■ WHAT IS EXPECTED ■
Rewrite every line of the records, requests included, from the line containing "Please indicate the indoor" through the end, and shift each x and y coordinate in the answers by -72.

───── EXTRACTED INFORMATION

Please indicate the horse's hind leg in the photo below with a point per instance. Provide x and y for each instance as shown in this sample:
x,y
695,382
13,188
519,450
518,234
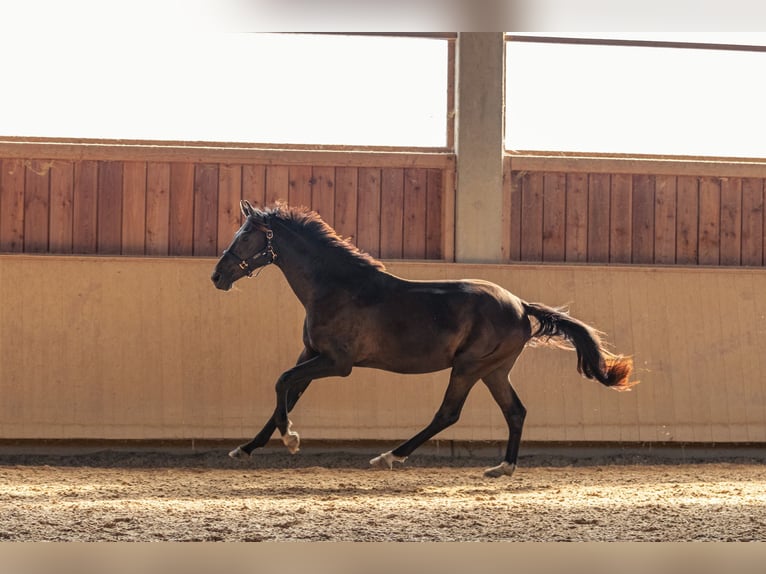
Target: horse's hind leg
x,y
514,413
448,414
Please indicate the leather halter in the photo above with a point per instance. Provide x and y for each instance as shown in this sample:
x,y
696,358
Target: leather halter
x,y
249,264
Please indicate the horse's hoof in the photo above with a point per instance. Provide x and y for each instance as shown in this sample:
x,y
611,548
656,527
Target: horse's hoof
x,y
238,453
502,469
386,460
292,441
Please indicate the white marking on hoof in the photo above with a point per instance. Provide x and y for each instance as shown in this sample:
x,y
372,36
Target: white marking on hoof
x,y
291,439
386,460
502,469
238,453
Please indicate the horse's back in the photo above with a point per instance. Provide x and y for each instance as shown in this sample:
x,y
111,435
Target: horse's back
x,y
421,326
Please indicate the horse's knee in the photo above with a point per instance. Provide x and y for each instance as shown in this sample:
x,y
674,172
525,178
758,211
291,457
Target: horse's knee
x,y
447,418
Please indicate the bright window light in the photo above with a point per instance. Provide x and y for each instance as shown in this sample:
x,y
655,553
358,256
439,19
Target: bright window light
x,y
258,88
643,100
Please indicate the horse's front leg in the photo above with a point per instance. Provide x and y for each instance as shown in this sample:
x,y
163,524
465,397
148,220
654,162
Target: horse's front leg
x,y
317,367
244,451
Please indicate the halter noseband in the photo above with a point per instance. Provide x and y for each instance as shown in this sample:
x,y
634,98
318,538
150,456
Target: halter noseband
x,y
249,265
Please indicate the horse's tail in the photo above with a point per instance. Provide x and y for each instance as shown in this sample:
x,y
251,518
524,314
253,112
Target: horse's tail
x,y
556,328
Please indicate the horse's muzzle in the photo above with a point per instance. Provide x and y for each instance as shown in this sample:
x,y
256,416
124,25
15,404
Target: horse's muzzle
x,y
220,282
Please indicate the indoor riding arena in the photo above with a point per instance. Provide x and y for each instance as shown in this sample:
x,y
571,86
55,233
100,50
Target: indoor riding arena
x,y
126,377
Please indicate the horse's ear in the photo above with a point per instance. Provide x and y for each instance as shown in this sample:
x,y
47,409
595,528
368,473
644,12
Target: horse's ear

──────────

■ TASK RESULT ■
Please indicate the indoor riding arena in the photo above with a point per instance. Provide x and y for each instance as shown in this sample:
x,y
571,86
55,233
100,50
Target: indoor riding arena
x,y
54,305
Please indicate the horse's ear in the photo above with a point per instance. Provide x and y for each instance as shown in this sample:
x,y
47,409
595,528
368,473
644,12
Target: horse's ear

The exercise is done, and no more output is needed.